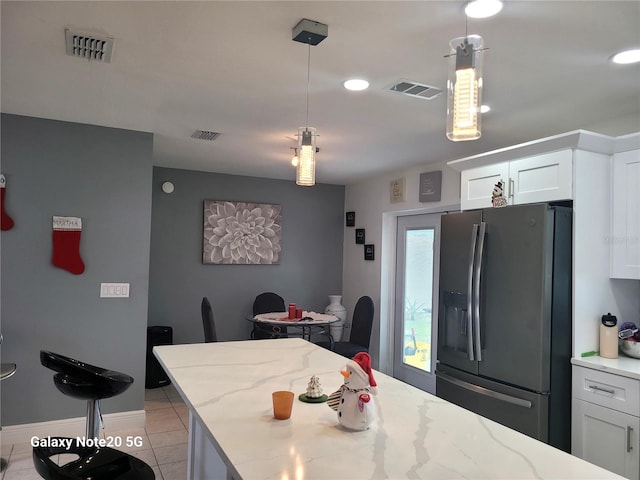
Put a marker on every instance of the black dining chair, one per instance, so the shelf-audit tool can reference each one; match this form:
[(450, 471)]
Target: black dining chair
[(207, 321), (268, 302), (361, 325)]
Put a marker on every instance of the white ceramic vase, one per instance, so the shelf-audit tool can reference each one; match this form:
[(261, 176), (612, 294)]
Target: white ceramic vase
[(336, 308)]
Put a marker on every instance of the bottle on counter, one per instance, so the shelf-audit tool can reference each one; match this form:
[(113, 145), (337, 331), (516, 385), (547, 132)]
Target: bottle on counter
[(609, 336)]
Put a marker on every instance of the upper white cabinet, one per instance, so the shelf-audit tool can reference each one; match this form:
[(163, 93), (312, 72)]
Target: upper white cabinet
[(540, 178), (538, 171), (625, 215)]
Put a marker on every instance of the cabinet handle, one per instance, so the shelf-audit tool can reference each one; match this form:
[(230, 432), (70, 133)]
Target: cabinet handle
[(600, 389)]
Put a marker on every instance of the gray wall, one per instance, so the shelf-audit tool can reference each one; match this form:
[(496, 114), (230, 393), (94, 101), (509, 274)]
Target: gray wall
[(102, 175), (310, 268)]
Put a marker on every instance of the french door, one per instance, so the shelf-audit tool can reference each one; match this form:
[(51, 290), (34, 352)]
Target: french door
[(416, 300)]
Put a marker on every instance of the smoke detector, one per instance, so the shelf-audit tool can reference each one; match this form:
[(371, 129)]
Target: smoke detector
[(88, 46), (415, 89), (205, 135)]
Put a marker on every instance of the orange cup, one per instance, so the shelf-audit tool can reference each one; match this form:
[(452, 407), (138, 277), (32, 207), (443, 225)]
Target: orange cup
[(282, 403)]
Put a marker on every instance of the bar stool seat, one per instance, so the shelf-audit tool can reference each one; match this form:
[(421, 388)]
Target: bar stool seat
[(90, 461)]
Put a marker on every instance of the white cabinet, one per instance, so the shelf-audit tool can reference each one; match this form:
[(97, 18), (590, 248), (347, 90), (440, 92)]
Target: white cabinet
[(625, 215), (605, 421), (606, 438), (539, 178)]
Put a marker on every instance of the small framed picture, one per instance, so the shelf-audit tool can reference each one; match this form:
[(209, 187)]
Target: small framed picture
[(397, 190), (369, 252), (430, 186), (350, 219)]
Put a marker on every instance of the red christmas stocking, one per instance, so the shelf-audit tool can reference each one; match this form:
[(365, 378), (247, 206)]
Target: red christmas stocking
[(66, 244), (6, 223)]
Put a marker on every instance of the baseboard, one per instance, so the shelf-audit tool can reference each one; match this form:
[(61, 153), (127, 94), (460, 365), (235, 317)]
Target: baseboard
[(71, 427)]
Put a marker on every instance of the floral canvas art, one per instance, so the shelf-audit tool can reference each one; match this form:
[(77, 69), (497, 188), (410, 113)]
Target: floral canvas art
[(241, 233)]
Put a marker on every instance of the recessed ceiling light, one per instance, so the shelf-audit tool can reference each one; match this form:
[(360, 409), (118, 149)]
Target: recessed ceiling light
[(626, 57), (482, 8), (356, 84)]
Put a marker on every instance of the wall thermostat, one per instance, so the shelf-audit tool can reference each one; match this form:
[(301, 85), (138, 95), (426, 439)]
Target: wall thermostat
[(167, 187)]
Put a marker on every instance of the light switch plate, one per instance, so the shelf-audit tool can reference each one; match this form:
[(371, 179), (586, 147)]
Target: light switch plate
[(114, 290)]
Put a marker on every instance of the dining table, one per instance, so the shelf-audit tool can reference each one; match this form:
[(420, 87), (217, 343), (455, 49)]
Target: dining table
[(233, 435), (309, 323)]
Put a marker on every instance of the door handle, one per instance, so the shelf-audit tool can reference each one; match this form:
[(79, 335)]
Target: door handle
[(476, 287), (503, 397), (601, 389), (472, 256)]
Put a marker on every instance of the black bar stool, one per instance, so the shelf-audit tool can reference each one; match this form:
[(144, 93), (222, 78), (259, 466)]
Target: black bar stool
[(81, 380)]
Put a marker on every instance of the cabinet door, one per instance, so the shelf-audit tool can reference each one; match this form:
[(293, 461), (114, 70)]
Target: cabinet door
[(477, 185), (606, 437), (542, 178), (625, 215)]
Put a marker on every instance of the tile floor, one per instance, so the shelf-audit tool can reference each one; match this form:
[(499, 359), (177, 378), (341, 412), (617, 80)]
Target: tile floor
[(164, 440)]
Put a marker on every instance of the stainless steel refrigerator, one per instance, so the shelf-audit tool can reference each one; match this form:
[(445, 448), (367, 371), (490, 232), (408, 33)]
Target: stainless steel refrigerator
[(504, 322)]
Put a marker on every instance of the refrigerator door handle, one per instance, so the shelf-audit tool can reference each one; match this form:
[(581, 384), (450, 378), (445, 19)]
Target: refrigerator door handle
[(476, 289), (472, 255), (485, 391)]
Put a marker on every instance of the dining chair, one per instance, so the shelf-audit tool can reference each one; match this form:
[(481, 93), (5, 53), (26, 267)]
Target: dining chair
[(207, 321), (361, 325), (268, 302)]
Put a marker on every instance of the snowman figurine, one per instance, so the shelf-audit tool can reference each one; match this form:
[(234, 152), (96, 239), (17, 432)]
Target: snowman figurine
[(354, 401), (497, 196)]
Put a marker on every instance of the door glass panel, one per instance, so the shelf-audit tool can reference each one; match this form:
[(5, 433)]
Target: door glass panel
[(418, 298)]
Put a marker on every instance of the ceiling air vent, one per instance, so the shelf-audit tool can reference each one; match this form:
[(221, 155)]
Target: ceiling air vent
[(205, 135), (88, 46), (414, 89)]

------------------------------------

From the line holding "Put a marker on every instance of the ceiling" to the final line of the data, output each line exactly and nothing more.

Solution for this exercise
Put a marker on every instance of the ceiling air vent, one per instance, so the shelf-audit tool can reference each one; match this form:
[(221, 155)]
Target: ceiling air vent
[(205, 135), (88, 46), (414, 89)]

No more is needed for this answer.